* [SOURCE EXCERPT]
▼▼▼

Tuesday, November 8, 2011

Meeting Synthesis Process Tool

Here are the graphic slides I used to facilitate the last session at an Association of Philanthropic Counsel workshop. The goal of this session was to help the group synthesize all of the topics that had previously been presented into a personally relevant and professionally actionable "take away" game plan.

During the workshop one of the tools a participant presented to the group was The Art of Focused Conversation.
The Focused Conversation Method developed by the Institute of Cultural Affairs (ICA) as part of its Technology of Participation (ToP™) has helped people reflect on everything from poetry and movies, to the latest office blow-up, to how to build better widgets, tractors and hamburgers, and even how to give better health care. It is a relatively simple process that enables a conversation to flow from surface to depth. A facilitator leads the conversation through a series of questions at four levels: Objective (Begin with data, facts external reality - “What did you actually see, hear or read?”), Reflective (Evoke immediate personal reactions, internal responses, sometimes emotions or feelings, hidden images, and associations with the facts - “What was your gut level reaction?”), Interpretive (Draw out meaning, values, significance, implications - “What new insight did you get from this?”) and Decisional (Bring the conversation to a close, eliciting resolution and enabling the group to make a decision about the future -“What do you think we should do?”)

▲▲▲

* [PROVIDED INFORMATION]
▼▼▼

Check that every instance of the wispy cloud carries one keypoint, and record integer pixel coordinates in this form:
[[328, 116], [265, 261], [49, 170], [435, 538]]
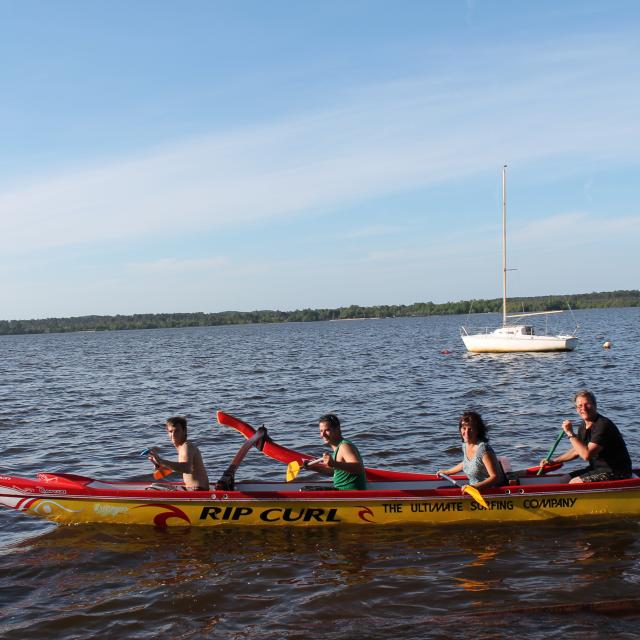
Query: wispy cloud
[[174, 265], [379, 140]]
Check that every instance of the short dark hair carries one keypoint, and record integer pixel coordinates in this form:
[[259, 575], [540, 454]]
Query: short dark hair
[[332, 420], [475, 419], [585, 393], [178, 421]]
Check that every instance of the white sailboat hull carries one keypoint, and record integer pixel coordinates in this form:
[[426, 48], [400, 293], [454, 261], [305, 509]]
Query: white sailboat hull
[[500, 342], [514, 338]]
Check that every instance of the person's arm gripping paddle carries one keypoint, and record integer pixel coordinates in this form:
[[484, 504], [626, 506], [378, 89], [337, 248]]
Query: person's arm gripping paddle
[[466, 488]]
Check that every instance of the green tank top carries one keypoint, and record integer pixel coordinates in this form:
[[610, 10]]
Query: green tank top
[[344, 480]]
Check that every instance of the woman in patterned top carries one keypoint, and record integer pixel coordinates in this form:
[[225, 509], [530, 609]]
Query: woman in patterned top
[[479, 460]]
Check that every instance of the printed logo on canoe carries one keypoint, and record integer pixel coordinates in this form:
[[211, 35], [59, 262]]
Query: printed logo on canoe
[[272, 514]]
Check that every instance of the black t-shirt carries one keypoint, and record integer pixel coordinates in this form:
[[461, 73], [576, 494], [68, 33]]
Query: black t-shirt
[[614, 455]]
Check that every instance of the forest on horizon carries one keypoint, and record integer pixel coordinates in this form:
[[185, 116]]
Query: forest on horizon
[[603, 299]]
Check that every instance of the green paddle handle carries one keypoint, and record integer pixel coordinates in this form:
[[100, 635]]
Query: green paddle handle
[[552, 450]]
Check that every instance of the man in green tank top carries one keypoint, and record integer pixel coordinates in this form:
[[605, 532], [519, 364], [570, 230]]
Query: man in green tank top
[[344, 463]]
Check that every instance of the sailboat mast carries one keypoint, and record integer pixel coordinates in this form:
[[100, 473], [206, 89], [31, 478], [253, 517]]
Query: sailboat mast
[[504, 245]]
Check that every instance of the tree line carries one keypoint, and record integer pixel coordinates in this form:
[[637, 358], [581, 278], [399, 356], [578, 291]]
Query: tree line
[[173, 320]]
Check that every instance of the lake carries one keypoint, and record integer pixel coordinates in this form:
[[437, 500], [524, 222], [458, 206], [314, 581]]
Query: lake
[[88, 403]]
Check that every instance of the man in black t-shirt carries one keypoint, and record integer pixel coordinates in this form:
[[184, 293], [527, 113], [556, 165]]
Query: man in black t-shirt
[[598, 441]]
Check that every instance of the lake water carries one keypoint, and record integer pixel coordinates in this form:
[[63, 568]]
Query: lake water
[[88, 403]]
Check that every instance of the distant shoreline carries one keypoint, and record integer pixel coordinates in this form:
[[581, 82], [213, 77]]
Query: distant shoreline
[[603, 299]]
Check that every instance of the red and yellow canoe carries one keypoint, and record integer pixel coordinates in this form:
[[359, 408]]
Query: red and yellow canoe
[[72, 499], [391, 498]]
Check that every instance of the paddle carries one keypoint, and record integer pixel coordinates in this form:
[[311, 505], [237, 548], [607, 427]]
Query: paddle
[[283, 454], [227, 480], [159, 472], [551, 451], [467, 488], [293, 468]]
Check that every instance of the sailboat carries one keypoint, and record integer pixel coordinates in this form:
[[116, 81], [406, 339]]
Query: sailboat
[[512, 338]]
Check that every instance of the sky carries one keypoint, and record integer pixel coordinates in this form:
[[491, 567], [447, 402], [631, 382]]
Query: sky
[[161, 156]]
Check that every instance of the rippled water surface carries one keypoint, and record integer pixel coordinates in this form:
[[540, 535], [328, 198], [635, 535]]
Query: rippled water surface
[[89, 402]]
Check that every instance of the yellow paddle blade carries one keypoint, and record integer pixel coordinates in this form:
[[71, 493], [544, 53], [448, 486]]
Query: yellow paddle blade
[[161, 472], [293, 469], [476, 495]]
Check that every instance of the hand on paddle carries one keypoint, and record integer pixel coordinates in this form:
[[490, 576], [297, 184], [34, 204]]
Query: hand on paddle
[[159, 471], [293, 468]]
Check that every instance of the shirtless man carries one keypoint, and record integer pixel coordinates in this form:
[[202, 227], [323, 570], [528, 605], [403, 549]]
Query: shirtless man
[[189, 464], [344, 463]]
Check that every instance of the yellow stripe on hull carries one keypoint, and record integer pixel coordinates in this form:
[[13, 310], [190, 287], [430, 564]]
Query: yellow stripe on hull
[[318, 512]]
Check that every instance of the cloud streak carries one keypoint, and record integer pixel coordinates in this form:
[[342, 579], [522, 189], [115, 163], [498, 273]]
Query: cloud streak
[[379, 140]]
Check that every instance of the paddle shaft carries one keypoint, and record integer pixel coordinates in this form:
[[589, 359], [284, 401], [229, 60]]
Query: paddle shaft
[[227, 481], [450, 479], [552, 450]]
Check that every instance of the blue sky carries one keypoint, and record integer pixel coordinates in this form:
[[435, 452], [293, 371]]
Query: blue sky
[[161, 156]]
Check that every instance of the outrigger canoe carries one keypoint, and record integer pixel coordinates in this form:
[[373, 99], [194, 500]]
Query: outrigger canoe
[[415, 499]]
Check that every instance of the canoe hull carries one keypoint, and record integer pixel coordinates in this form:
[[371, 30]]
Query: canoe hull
[[296, 504]]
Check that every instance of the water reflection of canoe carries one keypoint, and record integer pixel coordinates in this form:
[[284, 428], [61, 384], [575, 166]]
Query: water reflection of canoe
[[72, 499]]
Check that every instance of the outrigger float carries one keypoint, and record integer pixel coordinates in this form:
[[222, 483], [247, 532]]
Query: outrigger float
[[392, 498]]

▲▲▲

* [PROMPT] In the post on the meeting synthesis tool, retype word for word the part that opens with the words containing "Here are the" and closes with "of Focused Conversation.".

* [REPLY TO THE TASK]
Here are the graphic slides I used to facilitate the last session at an Association of Philanthropic Counsel workshop. The goal of this session was to help the group synthesize all of the topics that had previously been presented into a personally relevant and professionally actionable "take away" game plan.

During the workshop one of the tools a participant presented to the group was The Art of Focused Conversation.